*Page extract*

Maya Alcantara

Personal information
- Full name: Maya Taylor Rosales Alcantara
- Date of birth: July 22, 2000 (age 25)
- Place of birth: Rancho Cucamonga, California, U.S.
- Height: 1.78 m (5 ft 10 in)
- Position(s): Defender; midfielder;

Team information
- Current team: Kaya–Iloilo
- Number: 14

Youth career
- Legends IE

College career
- Years: Team / Apps / (Gls)
- 2018–2021: Saint Mary's Gaels / 54 / (4)
- 2022: Georgetown Hoyas / 22 / (0)

Senior career*
- Years: Team / Apps / (Gls)
- 2024–: Kaya–Iloilo / 0 / (0)

International career^{‡}
- 2022–2024: Philippines / 9 / (2)

Medal record
Women's football
Representing the Philippines
AFF Women's Championship
| Winner | 2022 Philippines | Team |

= Maya Alcantara =

Filipino footballer (born 2000)

Maya Taylor Rosales Alcantara (born July 22, 2000) is a professional footballer who plays as a defender or a midfielder for PFF Women's League club Kaya–Iloilo and the Philippines women's national team.

==College career==
===Saint Mary's College of California===
Alcantara played her first four years of collegiate soccer at Saint Mary's College of California.

===Georgetown University===
In 2022, Alcantara pursued her graduate studies at Georgetown University. She was included in the women's soccer team squad.

*Stated task 1*
Give the Maya Alcantara profile again, everything from "Youth career" down to "Philippines / 9 / (2)", switching "Legends IE" to "Legends FC".
*Stated task 2*
Answer these from the Maya Alcantara profile:
(a) Where was she born?
(b) What number does she wear for her current team?
(c) In what year did she begin graduate studies at Georgetown University?
*Stated task 3*
Write the next part of the Maya Alcantara profile, following on from its last sentence.

*Recorded data*
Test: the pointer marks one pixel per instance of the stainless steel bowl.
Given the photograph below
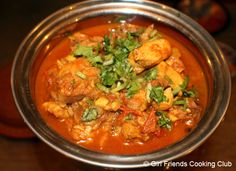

*Task output 1*
Youth career
- Legends FC

College career
- Years: Team / Apps / (Gls)
- 2018–2021: Saint Mary's Gaels / 54 / (4)
- 2022: Georgetown Hoyas / 22 / (0)

Senior career*
- Years: Team / Apps / (Gls)
- 2024–: Kaya–Iloilo / 0 / (0)

International career^{‡}
- 2022–2024: Philippines / 9 / (2)

*Task output 2*
(a) Rancho Cucamonga, California, U.S.
(b) 14
(c) 2022

*Task output 3*
==International career==
===Philippines===
Alcantara was included in the Philippines squad for a month-long training camp in Australia. The training camp was part of the national team's preparation for the 2021 Southeast Asian Games held in Hanoi, Vietnam.

Alcantara made her debut for the Philippines in a 7–0 win against Singapore in the 2022 AFF Women's Championship. She made her second appearance for the Philippines in a 4–0 win against Malaysia. Philippines ended up winning the 2022 AFF Women's Championship title.

==Career statistics==

Scores and results list the Philippines' goal tally first.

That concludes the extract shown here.